* [What to work on]
Return the passage from the text about the Harlingen Haven railway station exactly as it appears, between "Harlingen Haven (/nl/;" and "is Harlingen station.", inclusive.

* [Text provided]
Railway station in Harlingen, Netherlands

Harlingen Haven (/nl/; abbreviation: Hlgh) is an unstaffed railway station in Harlingen, Netherlands. The station was opened on 27 October 1863 and is the western terminus station of the Harlingen–Nieuweschans railway. The services are operated by Arriva. Ferry services to Vlieland and Terschelling depart from near the station. 600m east of this station is Harlingen station.

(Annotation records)
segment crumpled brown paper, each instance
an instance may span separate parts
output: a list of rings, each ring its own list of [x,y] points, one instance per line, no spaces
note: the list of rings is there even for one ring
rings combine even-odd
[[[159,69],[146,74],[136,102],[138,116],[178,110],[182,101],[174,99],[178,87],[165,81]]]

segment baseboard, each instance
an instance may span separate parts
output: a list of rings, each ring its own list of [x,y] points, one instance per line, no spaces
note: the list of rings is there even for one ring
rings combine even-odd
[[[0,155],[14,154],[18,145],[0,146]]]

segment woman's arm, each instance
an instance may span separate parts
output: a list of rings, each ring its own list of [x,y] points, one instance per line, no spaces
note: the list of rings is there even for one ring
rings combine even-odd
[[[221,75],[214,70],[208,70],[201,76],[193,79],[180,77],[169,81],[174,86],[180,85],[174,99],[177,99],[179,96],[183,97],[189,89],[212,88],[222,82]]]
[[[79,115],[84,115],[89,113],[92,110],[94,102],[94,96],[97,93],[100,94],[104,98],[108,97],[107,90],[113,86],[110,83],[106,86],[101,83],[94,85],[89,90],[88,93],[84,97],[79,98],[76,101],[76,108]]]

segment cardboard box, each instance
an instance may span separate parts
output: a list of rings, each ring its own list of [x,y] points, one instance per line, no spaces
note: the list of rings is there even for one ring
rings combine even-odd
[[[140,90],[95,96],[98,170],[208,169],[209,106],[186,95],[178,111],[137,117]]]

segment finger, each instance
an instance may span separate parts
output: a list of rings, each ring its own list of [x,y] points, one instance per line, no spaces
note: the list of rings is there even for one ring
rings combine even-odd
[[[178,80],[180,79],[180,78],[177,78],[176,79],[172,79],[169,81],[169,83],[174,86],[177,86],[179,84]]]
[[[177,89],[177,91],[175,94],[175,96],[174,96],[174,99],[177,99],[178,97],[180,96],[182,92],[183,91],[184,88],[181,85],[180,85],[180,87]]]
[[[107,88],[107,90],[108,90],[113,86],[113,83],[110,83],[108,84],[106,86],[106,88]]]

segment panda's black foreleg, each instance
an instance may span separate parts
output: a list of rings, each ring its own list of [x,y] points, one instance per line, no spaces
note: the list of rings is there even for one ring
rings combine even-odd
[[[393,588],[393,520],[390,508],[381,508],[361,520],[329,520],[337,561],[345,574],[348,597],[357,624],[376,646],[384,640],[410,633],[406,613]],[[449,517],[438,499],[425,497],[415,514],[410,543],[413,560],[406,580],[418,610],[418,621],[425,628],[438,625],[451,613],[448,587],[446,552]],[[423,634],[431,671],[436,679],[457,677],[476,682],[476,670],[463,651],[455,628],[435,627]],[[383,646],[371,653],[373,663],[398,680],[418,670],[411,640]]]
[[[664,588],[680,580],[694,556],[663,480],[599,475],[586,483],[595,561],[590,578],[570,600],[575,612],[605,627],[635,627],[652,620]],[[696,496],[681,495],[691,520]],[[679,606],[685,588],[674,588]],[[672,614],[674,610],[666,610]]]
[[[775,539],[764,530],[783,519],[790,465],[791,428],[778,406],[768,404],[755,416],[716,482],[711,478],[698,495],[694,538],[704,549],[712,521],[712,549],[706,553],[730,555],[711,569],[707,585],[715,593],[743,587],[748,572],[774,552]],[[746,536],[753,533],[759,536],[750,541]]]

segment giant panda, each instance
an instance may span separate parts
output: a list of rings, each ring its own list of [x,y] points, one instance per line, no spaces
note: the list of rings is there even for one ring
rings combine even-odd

* [Result of the task]
Harlingen Haven (/nl/; abbreviation: Hlgh) is an unstaffed railway station in Harlingen, Netherlands. The station was opened on 27 October 1863 and is the western terminus station of the Harlingen–Nieuweschans railway. The services are operated by Arriva. Ferry services to Vlieland and Terschelling depart from near the station. 600m east of this station is Harlingen station.